• TEXT:
···
On 29 June 2016 the Ministry of Corporate Affairs notified the Companies (Acceptance of Deposits) Amendment Rules, 2016 (Amendment) amending the Companies (Acceptance of Deposits) Rules, 2014 (Deposit Rules). The Deposit Rules principally define the treatment of certain borrowings as public “deposits” thereby attracting stricter norms. The Deposit Rules provide certain important exceptions to public “deposits” thereby allowing issuers to raise loans and issue non-convertible securities in the ordinary course of business without complying with the strict requirements of the Deposit Rules. The Amendment makes key changes to the exceptions from “deposit” which are likely to have a significant impact on the Indian bond market. We discuss these below.
···
• INFORMATION PROVIDED:

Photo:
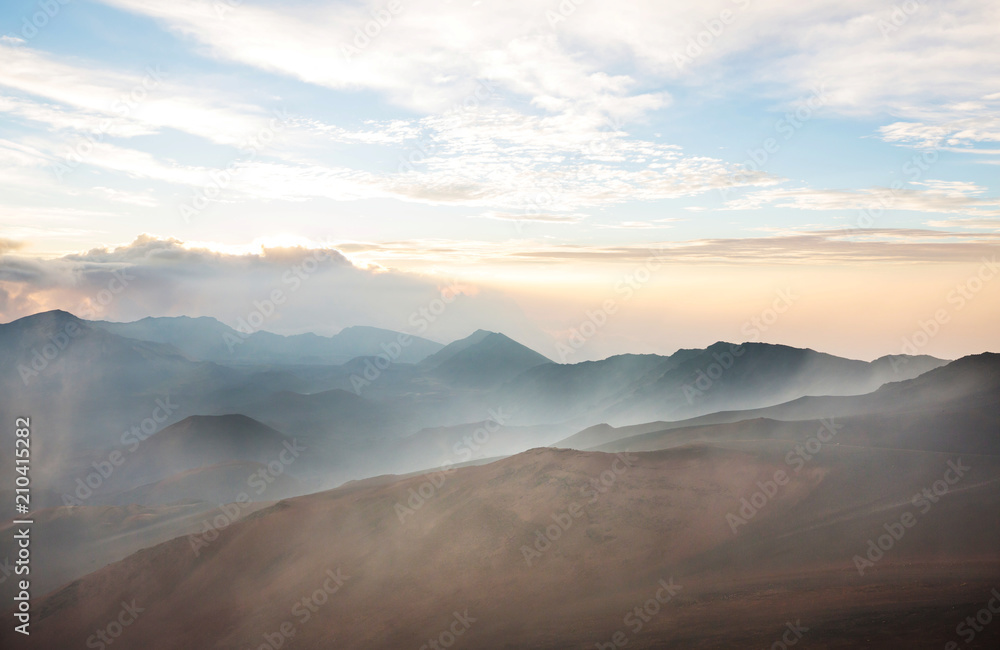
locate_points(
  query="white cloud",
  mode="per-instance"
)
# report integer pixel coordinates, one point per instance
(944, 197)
···
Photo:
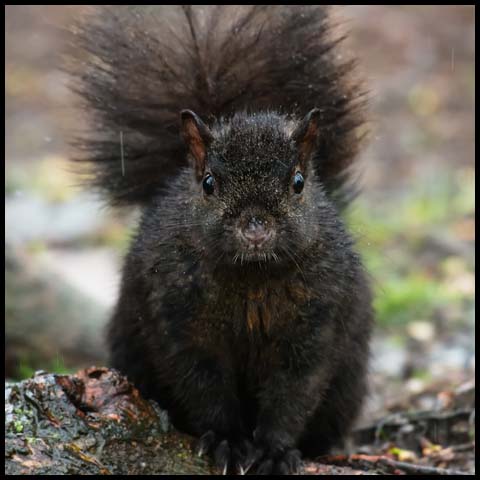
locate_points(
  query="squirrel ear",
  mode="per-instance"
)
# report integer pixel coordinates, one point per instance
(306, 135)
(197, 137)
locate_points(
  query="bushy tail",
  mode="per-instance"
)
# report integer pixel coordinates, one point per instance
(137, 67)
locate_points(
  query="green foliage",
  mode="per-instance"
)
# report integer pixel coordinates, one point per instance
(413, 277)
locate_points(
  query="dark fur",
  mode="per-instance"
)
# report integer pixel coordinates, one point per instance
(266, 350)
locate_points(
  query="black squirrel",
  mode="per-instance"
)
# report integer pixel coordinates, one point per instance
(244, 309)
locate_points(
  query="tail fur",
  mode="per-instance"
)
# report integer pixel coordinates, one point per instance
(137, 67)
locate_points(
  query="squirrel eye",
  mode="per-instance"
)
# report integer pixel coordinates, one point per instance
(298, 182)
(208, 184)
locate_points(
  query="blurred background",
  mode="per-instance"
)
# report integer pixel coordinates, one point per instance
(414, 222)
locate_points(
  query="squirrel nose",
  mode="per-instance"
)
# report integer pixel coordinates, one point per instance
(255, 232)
···
• WRITTEN TASK:
Please list every government body and every set of rules that the text on the deposit rules amendment names in full.

• RESPONSE TO THIS TASK:
- Ministry of Corporate Affairs
- Companies (Acceptance of Deposits) Amendment Rules, 2016
- Companies (Acceptance of Deposits) Rules, 2014